---------- SOURCE RECORDS ----------

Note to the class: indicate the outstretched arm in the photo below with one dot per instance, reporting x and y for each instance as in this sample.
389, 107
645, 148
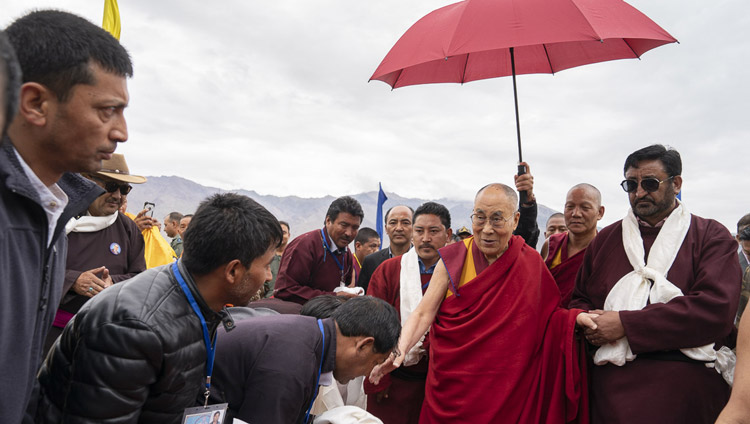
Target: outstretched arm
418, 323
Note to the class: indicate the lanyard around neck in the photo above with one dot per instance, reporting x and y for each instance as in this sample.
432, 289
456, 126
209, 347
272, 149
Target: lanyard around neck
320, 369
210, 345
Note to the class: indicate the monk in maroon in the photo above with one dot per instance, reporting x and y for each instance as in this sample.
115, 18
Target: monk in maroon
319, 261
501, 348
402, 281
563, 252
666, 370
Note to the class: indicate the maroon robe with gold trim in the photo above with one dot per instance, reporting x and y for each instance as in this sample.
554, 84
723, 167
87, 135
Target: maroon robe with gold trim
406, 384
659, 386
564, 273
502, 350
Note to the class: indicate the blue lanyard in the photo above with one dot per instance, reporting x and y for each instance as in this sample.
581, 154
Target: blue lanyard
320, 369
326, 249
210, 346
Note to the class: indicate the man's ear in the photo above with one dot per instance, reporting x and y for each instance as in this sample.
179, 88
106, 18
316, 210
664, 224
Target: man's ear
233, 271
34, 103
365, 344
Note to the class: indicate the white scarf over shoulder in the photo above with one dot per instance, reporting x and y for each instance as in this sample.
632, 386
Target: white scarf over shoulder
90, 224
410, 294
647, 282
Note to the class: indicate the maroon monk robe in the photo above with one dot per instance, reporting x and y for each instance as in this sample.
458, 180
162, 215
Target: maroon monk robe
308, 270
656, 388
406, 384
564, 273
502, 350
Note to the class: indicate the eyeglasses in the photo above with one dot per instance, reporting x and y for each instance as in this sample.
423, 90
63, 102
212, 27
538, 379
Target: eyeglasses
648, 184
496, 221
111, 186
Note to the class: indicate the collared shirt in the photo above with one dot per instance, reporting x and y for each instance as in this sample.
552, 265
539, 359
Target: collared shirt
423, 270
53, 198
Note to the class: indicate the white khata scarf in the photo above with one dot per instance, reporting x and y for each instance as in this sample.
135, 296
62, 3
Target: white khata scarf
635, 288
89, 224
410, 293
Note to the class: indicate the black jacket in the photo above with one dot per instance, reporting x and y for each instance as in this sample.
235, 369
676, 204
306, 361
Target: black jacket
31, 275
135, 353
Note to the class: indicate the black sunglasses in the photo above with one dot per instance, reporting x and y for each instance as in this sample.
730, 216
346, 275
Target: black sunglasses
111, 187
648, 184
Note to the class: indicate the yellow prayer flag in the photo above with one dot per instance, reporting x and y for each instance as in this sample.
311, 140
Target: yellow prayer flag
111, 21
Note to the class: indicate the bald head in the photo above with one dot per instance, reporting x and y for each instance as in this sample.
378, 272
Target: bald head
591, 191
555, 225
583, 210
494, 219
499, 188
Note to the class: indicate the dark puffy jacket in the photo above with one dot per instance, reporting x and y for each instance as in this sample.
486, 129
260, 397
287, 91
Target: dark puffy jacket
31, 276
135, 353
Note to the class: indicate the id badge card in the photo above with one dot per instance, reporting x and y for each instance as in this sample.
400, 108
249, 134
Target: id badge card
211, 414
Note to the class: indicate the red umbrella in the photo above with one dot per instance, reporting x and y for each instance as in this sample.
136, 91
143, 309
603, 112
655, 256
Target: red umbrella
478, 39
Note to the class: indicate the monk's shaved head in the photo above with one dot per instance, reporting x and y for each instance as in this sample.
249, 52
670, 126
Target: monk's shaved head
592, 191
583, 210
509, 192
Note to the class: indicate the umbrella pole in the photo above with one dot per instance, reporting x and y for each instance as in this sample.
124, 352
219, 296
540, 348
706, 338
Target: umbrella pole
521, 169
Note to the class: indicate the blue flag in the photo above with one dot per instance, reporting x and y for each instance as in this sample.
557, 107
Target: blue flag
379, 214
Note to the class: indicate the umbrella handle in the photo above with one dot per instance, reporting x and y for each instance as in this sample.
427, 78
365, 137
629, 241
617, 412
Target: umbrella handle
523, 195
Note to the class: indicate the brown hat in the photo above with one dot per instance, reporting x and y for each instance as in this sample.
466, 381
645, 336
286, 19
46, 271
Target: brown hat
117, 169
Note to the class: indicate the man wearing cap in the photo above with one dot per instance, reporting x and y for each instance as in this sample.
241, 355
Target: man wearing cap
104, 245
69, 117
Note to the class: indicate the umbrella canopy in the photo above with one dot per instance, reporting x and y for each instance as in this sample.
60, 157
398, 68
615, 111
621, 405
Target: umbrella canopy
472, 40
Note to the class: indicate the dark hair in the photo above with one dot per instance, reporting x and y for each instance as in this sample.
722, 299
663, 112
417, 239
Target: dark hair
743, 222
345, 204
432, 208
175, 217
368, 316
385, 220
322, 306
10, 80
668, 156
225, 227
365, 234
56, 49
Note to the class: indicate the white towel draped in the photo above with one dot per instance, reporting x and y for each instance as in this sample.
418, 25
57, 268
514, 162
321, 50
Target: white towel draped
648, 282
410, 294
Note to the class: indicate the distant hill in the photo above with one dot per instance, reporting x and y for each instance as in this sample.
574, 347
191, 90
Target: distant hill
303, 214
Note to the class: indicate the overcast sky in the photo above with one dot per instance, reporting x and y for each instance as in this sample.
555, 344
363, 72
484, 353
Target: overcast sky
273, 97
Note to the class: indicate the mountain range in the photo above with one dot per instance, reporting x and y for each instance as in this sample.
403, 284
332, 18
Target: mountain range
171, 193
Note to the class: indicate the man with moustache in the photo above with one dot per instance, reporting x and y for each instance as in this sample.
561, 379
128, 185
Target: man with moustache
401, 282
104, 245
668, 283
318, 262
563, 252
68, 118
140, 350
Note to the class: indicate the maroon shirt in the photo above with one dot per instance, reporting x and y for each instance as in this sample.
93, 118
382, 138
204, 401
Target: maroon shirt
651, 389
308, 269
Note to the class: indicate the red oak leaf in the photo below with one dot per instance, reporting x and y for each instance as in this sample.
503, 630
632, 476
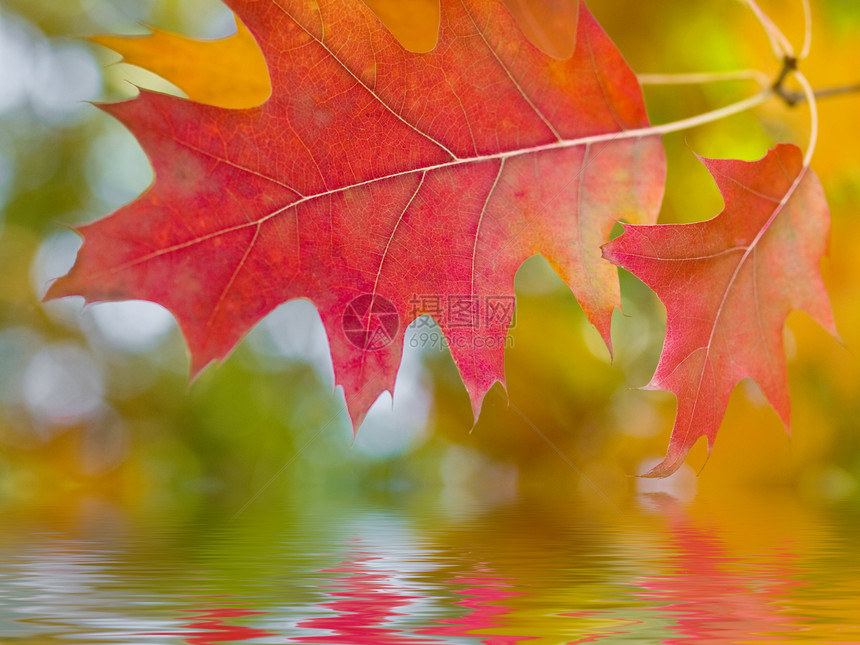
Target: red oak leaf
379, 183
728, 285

----------

* [TASK DETAILS] Retype the entries word for word. Omit any images.

* [FINISHED EXERCISE]
Note to the class: indicate the outstretched arm in the photo below with one dot per instance, reporting x and y for each instance as in this sample.
389, 107
645, 148
Target: outstretched arm
418, 323
Note to the class: indicate the lanyard around neck in the photo above with one dot per instance, reporting x and y for each instance as in this sample.
432, 289
456, 126
209, 347
272, 149
Target: lanyard around neck
320, 369
210, 345
Note to the class: indicate the monk in maroon in the photo above with one dot per instance, reporting x and y for each instance as in this sample.
115, 18
Target: monk in maroon
319, 261
501, 348
402, 281
563, 252
666, 370
Note to the class: indicate the maroon robe with gold trim in the photo above with one dot per instance, reporting x and y for each instance as in this sample.
554, 84
723, 167
87, 135
Target: maroon robe with gold trim
406, 384
659, 386
564, 273
502, 350
Note to the class: indicate the blue lanyard in the photo above with one dot per instance, reporting x and y for each instance as in this sample.
581, 154
Target: blue lanyard
320, 369
326, 249
210, 346
Note to the class: indicate the man's ear in the photo above with one dot per instance, reporting x and y for each instance as in this sample.
179, 88
106, 18
316, 210
664, 224
Target: man's ear
233, 271
34, 103
365, 344
Note to the class: indicate the white scarf over shoulder in the photo above with one dot per instance, reporting x and y for each instance as in this sample.
632, 386
Target: white scarf over shoulder
90, 224
410, 294
647, 282
Note to the class: indicate the maroon monk robe in the photo above with one dot per instance, reporting x and y for each instance as in this sample.
458, 180
162, 215
Target: maroon monk robe
308, 270
656, 388
406, 384
564, 273
502, 350
Note to the class: indicate the eyeglasses in the photo above with one dot per instance, reporting x and y for each instance as in this sample.
423, 90
63, 102
212, 27
538, 379
Target: eyeglasses
648, 184
496, 221
111, 186
Note to the class: indicate the collared shirt in the photo above with one dot per instance, reporting x and y for each instance as in this sample.
552, 265
539, 359
Target: collared shirt
423, 270
53, 198
Note to the class: indicate the white khata scarf in the photo above with one dot per instance, reporting x and y for each instance as in this sample.
135, 296
62, 3
Target: white khata scarf
635, 288
89, 224
410, 293
Note to the class: indicate the black jacket in the photo above with one dot per instance, reporting x and y for each instance as in this sample.
235, 369
676, 204
306, 361
Target: black jacket
31, 275
135, 353
Note to the class: indicate the black sunglasses in the photo above with one dot per instance, reporting x and y for each instance as in this sample.
730, 216
346, 275
Target: black sunglasses
111, 187
648, 184
Note to the class: indicate the yellow prayer flag in the photo above with one dot per instance, reporting x and y for each instance as in this sample.
311, 140
Target: yellow prayer flag
111, 21
Note to the class: indicate the bald head in the photo above with one dot per instance, reporting x and y for each instance as in this sample.
378, 272
Target: bald head
591, 191
555, 225
583, 210
494, 219
499, 188
Note to the class: indicate the dark puffy jacket in the photo above with one dot per instance, reporting x and y for each instance as in this sample.
486, 129
260, 397
287, 91
Target: dark puffy jacket
31, 276
135, 353
Note to the class: indicate the id badge card in the photo above with one dot per instance, reporting x and y for each instance as in this sample.
400, 108
249, 134
Target: id badge card
211, 414
Note to the class: indicate the red umbrella in the photo above with one dot per instance, reporting x and y for each instance as in this sample.
136, 91
143, 309
603, 112
655, 256
Target: red umbrella
478, 39
Note to the class: indicate the monk's shaved head in the photo above with one dot per instance, reporting x and y for each instance as in this sample.
249, 52
670, 126
Target: monk's shaved head
592, 191
583, 210
509, 192
Note to the class: indicate the umbrella pole in the photo above with one dot per instance, reporting x and y for each instance as in this sample.
124, 352
219, 296
540, 348
706, 338
Target: umbrella pole
521, 169
Note to the class: indicate the blue flag in the photo above with one dot per instance, reporting x and y for each instance as in this sample.
557, 107
Target: blue flag
379, 214
Note to the class: indicate the umbrella handle in the photo above with one dot per instance, reporting x and y for each instance as in this sample.
427, 78
365, 137
629, 241
617, 412
Target: umbrella handle
523, 195
Note to the class: indicate the brown hat in the photo above with one dot per instance, reporting x and y for each instance as in this sample.
466, 381
645, 336
286, 19
46, 271
Target: brown hat
117, 169
Note to the class: indicate the man wearing cap in the photo above with one dot per instance, reporting x and y for each instance as in this sample.
241, 355
Target: man wearing cap
104, 245
69, 117
Note to the class: indicate the umbrella canopy in the photo above with one dot per instance, reporting x and y for each instance as in this sample.
60, 157
398, 68
615, 111
621, 405
Target: umbrella canopy
472, 40
Note to the class: indicate the dark hair in the photo above with one dot per instance, reporting x and y for each instance as in this sample.
722, 299
663, 112
417, 239
Target: dark hair
743, 222
345, 204
432, 208
175, 217
368, 316
385, 220
322, 306
10, 80
668, 156
225, 227
365, 234
56, 49
Note to the class: indicate the white towel draped in the photo above with one dot per instance, reporting x and y for each instance as in this sample.
418, 25
57, 268
514, 162
321, 50
Target: white towel draped
648, 282
410, 294
Note to the class: indicate the distant hill in the photo above with one dot per instance, reporting x and y for each instance as in this sample.
574, 347
191, 90
Target: distant hill
303, 214
Note to the class: indicate the overcast sky in the photo above with one dot per instance, reporting x and y for each instance as in this sample.
555, 344
363, 72
484, 353
Target: overcast sky
273, 97
Note to the class: indicate the mountain range in the photo above with one dot per instance, reporting x and y for each instance as in this sample.
403, 284
332, 18
Target: mountain range
171, 193
Note to the class: indicate the man with moustache in the photo above with one dot per instance, reporting x and y for each instance as in this sample.
561, 379
128, 185
Target: man with moustache
401, 282
104, 245
668, 283
318, 262
563, 252
68, 118
140, 350
Note to the class: indicate the maroon shirt in the photo above with one dot per instance, reporting x and y for each instance as in this sample.
93, 118
382, 138
204, 401
Target: maroon shirt
651, 389
308, 269
Note to the class: indicate the red oak leaf in the photo below with one dot per instance, reporting x and y for each instance as in this sample.
503, 630
632, 476
Target: red oak leaf
379, 183
728, 285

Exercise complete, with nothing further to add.